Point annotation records
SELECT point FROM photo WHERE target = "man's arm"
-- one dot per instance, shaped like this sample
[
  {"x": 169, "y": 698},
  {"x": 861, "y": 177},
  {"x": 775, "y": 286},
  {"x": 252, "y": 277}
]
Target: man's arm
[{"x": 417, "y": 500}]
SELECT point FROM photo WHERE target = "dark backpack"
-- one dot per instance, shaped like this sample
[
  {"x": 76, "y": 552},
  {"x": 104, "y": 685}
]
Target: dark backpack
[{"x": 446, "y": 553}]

---

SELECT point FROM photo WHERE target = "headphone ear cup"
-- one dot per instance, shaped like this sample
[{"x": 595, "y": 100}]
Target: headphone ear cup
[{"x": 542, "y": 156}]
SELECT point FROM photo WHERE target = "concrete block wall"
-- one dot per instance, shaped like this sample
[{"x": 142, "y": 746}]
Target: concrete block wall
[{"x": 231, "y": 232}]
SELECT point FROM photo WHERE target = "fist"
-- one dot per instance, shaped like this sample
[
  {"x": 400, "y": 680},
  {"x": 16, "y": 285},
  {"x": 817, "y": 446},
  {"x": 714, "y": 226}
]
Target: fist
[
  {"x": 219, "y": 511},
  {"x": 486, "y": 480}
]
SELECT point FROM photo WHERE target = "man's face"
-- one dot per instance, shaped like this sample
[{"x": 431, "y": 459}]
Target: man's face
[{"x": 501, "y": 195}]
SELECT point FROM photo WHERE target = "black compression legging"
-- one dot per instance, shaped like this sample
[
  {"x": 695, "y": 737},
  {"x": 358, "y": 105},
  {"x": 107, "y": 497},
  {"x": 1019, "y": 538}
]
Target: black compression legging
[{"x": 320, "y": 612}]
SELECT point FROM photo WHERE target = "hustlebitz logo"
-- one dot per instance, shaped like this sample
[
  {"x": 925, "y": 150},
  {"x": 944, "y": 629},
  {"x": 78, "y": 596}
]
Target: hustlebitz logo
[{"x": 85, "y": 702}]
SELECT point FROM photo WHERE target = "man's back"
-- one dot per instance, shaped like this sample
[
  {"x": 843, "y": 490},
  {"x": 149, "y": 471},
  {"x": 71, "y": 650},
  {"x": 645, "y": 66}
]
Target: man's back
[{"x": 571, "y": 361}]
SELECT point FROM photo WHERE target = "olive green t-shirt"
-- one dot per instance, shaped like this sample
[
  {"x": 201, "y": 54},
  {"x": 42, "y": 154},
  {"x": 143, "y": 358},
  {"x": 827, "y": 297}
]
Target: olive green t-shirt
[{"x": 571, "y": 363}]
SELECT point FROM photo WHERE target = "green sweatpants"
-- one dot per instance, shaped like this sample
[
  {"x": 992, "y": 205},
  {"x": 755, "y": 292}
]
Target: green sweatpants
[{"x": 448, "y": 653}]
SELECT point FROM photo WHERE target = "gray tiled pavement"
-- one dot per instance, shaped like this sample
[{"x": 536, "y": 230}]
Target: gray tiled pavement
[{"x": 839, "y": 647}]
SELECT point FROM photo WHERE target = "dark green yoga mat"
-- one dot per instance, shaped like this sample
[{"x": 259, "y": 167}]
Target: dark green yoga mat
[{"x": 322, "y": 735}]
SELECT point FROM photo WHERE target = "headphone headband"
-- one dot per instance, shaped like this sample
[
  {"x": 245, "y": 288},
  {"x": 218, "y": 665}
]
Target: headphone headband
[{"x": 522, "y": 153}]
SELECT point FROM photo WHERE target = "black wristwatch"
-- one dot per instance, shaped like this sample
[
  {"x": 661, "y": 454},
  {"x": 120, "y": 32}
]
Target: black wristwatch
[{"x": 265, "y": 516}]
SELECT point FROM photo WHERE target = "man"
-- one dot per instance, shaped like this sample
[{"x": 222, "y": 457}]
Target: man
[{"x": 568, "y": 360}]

### OBJECTIVE
How many lines in the entries contain the string "tiled"? Case counts, so only matches with the same capitalization apply. Reply with the number alone.

### EXERCISE ANSWER
2